PASSAGE FOR REVIEW:
━━━

Governance is shifting upward into the orchestration layer

Most firms still govern AI as though the model itself is the primary risk surface. The conversations are usually centred around questions such as:

  • Is Claude approved?
  • Is OpenAI approved?
  • Can this data leave the jurisdiction?
  • Is the provider secure?
  • Is this prompt compliant?

Those questions still matter, but agentic systems fundamentally change where the real operational risk sits.

Once systems begin coordinating work autonomously, the more important questions become:

  • Why did the workflow take this path?
  • Why did it escalate?
  • Why did it continue spending?
  • Why was additional retrieval triggered?
  • Why was this model selected?
  • What evidence was relied upon?
  • Why was the output released?
  • Why did the stop condition fail?

The orchestration layer increasingly becomes the real control surface because it determines how reasoning is routed, when escalation occurs, what evidence is retrieved, what permissions apply and when autonomous workflows are allowed to stop or release outputs.

━━━

DATA SHOWN:
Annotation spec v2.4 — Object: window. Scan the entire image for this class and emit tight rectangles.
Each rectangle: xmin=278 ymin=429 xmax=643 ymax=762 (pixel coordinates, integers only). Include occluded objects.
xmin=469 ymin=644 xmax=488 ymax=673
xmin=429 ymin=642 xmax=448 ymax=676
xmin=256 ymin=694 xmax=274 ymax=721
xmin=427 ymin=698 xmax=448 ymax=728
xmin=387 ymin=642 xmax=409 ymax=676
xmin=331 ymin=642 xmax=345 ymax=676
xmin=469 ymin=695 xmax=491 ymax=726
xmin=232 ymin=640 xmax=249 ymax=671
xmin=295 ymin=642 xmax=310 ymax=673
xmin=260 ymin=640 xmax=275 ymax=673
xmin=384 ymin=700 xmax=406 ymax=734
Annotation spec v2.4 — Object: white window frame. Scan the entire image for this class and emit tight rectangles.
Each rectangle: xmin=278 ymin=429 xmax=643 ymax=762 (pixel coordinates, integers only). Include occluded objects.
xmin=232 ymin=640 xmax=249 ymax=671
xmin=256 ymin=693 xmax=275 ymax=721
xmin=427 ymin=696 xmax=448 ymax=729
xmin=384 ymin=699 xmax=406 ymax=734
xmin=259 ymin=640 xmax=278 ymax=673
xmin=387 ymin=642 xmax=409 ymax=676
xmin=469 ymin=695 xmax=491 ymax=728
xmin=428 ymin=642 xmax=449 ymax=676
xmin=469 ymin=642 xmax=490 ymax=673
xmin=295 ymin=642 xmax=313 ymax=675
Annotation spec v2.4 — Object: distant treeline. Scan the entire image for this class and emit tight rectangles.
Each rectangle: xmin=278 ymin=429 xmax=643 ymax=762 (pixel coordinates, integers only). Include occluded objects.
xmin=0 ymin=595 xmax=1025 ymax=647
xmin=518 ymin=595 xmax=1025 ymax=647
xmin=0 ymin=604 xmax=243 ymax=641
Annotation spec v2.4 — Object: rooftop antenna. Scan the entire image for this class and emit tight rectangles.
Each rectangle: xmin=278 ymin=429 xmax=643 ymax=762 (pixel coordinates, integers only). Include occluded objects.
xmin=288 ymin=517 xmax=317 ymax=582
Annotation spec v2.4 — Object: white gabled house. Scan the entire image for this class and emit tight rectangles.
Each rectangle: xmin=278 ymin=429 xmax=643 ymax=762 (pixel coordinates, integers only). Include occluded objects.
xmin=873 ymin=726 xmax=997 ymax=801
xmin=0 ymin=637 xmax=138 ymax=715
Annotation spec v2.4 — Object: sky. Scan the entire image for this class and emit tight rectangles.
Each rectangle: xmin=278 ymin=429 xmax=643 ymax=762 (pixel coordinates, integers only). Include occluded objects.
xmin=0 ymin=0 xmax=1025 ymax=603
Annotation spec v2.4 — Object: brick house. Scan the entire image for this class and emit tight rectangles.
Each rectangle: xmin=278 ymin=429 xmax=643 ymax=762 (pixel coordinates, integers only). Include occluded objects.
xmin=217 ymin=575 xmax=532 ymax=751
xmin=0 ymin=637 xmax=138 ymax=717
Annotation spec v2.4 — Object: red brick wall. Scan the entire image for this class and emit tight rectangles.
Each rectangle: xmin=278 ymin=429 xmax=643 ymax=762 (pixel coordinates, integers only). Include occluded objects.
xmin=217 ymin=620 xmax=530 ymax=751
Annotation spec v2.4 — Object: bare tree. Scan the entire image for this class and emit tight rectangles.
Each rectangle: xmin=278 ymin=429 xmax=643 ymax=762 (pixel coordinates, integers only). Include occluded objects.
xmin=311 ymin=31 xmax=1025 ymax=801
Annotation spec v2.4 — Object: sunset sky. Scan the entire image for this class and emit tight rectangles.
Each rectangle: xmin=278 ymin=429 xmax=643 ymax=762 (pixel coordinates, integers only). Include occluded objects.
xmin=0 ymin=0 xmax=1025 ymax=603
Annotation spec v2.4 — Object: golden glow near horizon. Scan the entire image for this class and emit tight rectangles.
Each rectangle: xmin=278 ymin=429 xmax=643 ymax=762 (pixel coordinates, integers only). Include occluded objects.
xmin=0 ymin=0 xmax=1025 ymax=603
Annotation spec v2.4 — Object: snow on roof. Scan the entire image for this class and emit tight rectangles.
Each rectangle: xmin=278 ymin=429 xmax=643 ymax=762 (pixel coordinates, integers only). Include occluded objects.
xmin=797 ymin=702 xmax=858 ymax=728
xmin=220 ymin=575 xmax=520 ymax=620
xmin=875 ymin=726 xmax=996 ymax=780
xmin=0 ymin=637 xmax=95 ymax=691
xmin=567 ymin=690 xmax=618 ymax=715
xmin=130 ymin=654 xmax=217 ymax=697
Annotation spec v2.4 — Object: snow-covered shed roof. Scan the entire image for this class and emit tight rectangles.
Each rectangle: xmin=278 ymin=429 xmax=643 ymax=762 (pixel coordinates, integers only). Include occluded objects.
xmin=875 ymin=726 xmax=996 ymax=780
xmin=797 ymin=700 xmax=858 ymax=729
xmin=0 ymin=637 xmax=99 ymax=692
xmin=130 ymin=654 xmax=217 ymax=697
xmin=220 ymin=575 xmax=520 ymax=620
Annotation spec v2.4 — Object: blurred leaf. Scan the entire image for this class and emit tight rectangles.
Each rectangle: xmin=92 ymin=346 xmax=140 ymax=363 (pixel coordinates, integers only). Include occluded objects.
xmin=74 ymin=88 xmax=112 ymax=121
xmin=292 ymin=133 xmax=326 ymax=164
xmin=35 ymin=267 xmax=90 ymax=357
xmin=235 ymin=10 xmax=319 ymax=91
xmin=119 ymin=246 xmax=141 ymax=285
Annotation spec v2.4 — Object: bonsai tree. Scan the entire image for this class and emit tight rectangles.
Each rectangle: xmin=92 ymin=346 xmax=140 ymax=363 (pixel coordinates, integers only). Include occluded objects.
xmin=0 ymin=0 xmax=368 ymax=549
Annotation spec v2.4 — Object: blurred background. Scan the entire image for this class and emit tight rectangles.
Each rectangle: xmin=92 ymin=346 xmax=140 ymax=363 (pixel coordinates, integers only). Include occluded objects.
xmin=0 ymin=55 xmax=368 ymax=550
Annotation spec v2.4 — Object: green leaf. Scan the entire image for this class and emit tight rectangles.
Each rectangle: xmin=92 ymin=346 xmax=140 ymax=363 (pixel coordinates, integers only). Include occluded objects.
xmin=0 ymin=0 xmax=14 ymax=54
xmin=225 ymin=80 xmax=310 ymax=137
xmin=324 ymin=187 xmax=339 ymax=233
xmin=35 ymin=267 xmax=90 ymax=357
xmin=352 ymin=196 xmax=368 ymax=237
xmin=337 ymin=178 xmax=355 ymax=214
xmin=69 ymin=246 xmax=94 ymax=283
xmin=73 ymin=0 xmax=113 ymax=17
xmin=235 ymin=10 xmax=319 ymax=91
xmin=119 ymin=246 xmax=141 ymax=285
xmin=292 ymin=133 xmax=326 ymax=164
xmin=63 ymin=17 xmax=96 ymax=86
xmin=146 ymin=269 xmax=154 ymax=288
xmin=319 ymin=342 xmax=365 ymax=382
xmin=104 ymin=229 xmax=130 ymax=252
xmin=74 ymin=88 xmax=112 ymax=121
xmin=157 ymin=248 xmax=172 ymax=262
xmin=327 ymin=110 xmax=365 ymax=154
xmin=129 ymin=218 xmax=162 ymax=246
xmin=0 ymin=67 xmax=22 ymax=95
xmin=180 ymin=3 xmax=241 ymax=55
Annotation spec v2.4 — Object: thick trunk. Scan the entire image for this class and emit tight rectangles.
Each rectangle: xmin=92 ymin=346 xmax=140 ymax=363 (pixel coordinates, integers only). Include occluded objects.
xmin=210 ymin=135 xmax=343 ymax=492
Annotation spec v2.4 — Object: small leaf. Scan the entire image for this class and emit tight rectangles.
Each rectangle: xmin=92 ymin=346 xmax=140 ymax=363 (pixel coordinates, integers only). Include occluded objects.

━━━

PROMPT A:
According to the passage on AI governance, what does the orchestration layer determine? List each item.
PROMPT B:
Reproduce word for word the portion of the passage on AI governance starting with "Most firms still" and going on through "Is OpenAI approved?".

ANSWER A:
- how reasoning is routed
- when escalation occurs
- what evidence is retrieved
- what permissions apply
- when autonomous workflows are allowed to stop or release outputs

ANSWER B:
Most firms still govern AI as though the model itself is the primary risk surface. The conversations are usually centred around questions such as:

  • Is Claude approved?
  • Is OpenAI approved?